*INSTRUCTIONS TO FOLLOW*. Check each line of the listing for the word "brown" and report the ones that have it.

□ □ □ □ □ □ □

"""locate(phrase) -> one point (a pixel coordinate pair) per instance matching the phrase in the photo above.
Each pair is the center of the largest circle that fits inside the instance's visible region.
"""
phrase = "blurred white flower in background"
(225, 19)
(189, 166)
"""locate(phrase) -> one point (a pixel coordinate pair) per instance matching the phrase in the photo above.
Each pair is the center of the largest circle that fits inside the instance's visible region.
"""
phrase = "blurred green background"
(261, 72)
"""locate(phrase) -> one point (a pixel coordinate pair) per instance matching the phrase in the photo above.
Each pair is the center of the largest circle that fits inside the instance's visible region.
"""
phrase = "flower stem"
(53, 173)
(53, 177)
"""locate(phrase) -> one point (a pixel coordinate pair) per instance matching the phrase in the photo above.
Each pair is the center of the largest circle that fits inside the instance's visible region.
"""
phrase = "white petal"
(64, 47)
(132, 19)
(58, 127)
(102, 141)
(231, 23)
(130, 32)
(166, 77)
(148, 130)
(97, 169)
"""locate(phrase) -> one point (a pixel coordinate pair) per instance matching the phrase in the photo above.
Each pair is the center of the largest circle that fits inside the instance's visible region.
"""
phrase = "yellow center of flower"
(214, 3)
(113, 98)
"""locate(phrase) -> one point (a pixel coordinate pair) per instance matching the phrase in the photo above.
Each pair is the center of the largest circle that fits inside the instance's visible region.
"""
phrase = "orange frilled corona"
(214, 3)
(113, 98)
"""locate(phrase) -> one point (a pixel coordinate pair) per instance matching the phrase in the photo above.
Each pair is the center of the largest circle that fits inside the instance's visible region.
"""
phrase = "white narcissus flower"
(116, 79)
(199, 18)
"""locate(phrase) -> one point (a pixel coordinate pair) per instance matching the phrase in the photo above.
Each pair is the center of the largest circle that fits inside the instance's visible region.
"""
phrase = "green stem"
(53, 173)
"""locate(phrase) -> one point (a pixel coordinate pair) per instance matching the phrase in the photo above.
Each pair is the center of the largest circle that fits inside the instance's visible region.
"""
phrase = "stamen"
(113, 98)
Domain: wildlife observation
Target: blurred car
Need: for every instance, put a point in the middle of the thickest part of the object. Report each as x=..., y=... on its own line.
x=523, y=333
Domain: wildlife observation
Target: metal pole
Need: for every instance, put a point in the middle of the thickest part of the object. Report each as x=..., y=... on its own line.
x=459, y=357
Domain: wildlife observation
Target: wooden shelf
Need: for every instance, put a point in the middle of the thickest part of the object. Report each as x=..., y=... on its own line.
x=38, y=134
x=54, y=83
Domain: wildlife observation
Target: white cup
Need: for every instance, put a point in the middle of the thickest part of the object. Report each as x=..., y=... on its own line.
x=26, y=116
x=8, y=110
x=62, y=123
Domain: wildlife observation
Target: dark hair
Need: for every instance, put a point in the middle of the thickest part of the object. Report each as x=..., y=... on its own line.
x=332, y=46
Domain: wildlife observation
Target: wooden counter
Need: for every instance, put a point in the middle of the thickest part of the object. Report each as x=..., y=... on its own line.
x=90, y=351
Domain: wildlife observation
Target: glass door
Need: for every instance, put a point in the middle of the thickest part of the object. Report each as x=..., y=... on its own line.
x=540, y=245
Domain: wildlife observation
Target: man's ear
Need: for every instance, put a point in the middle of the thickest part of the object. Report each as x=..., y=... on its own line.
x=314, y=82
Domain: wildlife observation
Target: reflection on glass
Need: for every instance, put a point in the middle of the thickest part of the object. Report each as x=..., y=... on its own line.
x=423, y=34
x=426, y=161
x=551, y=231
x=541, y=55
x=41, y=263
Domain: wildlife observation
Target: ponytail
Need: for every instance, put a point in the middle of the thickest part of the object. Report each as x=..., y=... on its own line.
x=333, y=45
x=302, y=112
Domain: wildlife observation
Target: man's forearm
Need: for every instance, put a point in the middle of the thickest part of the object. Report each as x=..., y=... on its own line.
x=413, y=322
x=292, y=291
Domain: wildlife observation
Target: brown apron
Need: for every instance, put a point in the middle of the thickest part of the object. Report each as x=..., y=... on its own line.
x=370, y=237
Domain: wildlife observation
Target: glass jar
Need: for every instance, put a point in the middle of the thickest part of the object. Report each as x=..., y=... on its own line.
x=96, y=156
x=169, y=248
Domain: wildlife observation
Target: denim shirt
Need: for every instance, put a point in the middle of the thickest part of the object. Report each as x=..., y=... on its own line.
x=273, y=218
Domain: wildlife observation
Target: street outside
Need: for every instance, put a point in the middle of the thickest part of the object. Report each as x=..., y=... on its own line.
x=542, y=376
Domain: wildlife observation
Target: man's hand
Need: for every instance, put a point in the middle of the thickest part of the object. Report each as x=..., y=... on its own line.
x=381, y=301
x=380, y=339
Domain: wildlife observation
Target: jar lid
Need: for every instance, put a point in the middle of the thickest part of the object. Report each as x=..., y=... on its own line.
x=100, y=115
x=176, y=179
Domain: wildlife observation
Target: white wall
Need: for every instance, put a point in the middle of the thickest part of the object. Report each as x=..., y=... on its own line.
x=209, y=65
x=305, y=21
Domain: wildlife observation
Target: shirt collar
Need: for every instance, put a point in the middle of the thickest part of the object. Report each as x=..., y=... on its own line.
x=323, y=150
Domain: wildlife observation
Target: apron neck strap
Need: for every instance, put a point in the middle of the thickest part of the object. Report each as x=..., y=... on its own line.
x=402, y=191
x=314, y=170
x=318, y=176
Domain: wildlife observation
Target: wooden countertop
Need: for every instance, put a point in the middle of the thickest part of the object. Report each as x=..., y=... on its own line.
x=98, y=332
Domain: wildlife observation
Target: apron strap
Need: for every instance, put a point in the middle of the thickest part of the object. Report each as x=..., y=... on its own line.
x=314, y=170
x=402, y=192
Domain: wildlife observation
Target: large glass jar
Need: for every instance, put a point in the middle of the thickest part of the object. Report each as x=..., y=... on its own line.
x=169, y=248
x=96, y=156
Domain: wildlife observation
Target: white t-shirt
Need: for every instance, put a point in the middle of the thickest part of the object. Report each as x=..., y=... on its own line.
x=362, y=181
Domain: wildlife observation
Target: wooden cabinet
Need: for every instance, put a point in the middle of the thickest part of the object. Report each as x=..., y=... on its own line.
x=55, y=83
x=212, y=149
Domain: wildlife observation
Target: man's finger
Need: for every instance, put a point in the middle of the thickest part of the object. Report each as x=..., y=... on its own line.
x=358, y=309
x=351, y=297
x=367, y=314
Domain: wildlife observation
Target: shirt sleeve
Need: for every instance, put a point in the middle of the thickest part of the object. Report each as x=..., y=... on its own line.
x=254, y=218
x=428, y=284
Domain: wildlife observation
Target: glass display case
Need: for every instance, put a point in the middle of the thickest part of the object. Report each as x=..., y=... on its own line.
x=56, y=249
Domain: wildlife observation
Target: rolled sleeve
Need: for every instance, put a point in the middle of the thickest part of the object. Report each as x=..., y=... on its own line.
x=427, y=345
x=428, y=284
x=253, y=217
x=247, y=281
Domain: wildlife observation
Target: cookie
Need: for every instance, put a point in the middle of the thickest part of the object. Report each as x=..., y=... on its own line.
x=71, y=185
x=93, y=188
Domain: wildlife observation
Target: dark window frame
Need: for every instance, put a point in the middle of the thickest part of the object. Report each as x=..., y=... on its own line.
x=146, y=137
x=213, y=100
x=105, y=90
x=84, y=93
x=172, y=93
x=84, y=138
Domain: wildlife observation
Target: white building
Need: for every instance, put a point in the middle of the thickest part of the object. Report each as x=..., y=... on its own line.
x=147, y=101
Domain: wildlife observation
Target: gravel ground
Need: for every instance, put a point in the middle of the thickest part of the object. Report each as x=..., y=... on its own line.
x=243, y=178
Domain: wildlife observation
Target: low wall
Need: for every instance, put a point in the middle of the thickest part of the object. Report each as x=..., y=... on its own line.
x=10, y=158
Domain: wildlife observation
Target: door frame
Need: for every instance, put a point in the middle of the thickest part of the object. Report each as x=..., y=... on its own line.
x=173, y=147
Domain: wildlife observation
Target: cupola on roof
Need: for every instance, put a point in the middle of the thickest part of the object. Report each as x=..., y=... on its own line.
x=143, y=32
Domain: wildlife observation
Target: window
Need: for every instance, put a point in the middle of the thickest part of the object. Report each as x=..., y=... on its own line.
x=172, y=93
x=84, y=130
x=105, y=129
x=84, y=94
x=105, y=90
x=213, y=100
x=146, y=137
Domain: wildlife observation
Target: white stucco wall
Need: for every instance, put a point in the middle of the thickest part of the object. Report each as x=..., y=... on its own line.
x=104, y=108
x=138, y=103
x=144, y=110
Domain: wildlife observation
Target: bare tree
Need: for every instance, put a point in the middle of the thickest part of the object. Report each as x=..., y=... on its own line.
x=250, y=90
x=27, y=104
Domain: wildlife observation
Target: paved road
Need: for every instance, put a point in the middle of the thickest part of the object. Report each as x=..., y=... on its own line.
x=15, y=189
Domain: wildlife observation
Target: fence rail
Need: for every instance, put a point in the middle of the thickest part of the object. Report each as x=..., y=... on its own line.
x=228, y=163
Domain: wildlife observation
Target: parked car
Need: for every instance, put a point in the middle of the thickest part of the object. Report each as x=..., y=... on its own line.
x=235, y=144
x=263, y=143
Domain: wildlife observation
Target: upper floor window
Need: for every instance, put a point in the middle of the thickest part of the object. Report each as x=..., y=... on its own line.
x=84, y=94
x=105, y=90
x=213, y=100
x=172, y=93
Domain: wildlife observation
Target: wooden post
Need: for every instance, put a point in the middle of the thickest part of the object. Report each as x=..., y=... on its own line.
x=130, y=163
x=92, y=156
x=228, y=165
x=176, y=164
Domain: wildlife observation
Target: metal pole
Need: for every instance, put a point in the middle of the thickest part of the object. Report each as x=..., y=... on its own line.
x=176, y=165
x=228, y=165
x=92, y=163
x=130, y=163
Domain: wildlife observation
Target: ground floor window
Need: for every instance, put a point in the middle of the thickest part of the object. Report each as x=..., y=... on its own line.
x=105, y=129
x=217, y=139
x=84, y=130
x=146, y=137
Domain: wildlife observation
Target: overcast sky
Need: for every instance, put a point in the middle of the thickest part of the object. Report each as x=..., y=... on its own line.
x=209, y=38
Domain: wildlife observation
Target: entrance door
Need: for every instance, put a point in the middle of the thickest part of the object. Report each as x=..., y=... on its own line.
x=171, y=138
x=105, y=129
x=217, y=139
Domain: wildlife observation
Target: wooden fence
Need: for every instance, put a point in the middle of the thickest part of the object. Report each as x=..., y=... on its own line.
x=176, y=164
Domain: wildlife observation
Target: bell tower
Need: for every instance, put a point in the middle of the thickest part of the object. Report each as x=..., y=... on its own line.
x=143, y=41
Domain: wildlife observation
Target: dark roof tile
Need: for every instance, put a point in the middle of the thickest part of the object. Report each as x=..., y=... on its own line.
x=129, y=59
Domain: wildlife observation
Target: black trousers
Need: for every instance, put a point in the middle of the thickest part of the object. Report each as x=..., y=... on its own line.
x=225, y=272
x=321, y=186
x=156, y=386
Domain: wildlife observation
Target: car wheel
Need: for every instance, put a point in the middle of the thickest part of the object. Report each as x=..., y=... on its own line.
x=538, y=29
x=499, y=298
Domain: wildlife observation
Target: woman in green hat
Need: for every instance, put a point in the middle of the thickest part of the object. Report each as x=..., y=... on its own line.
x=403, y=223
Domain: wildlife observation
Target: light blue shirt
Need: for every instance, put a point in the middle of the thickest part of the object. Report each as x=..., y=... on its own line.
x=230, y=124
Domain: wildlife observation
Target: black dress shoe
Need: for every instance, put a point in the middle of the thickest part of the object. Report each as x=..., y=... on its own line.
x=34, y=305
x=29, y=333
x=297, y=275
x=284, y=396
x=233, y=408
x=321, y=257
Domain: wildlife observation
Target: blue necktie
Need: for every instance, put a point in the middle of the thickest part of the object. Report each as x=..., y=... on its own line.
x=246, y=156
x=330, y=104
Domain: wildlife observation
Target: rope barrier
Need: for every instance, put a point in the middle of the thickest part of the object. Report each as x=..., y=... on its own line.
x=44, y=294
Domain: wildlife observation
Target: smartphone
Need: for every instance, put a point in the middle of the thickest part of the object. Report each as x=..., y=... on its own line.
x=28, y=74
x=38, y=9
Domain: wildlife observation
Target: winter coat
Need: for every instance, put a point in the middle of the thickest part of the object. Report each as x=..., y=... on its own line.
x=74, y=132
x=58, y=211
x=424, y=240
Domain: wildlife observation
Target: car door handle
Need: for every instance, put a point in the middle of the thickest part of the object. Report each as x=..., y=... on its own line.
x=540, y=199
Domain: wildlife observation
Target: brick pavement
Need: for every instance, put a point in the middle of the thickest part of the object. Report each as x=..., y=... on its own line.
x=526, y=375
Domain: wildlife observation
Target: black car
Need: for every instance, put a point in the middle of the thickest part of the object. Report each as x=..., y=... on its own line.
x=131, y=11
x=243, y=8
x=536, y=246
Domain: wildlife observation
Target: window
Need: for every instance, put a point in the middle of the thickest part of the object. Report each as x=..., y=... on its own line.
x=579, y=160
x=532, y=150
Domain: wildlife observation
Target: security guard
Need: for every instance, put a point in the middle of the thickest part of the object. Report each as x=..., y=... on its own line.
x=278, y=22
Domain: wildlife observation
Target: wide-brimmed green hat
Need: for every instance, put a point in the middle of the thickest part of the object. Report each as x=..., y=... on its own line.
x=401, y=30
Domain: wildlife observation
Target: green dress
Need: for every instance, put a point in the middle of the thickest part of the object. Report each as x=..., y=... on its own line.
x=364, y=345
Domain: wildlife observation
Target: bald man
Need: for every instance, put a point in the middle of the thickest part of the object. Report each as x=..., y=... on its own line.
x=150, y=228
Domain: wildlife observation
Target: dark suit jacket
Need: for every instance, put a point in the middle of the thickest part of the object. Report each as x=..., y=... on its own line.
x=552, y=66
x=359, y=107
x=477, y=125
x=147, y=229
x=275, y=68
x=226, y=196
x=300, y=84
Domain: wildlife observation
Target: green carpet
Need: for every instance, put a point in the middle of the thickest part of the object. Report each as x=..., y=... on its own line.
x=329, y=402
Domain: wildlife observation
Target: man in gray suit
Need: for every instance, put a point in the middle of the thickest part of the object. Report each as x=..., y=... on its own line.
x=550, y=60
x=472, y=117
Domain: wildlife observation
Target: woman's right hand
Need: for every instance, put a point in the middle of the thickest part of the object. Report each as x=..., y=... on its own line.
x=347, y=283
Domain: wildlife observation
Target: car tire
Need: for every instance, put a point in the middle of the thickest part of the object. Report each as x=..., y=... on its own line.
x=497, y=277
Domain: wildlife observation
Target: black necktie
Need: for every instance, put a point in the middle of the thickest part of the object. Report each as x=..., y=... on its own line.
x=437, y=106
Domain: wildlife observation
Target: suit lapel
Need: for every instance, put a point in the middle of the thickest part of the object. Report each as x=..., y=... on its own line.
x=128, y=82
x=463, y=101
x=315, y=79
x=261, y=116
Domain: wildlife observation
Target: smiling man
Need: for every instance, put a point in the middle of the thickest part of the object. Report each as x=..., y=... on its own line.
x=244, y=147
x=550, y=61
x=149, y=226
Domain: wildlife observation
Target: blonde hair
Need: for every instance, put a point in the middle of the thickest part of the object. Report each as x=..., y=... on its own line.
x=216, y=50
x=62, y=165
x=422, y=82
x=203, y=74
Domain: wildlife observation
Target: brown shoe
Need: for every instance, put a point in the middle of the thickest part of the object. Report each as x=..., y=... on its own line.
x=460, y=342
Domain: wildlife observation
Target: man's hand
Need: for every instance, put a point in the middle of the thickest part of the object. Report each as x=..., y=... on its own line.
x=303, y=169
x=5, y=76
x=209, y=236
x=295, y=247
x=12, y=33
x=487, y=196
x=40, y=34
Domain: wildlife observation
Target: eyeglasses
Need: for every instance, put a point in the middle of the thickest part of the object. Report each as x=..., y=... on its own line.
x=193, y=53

□ □ □ □ □ □ □

*ANSWER SECTION*.
Target: brown apron
Target: brown shoe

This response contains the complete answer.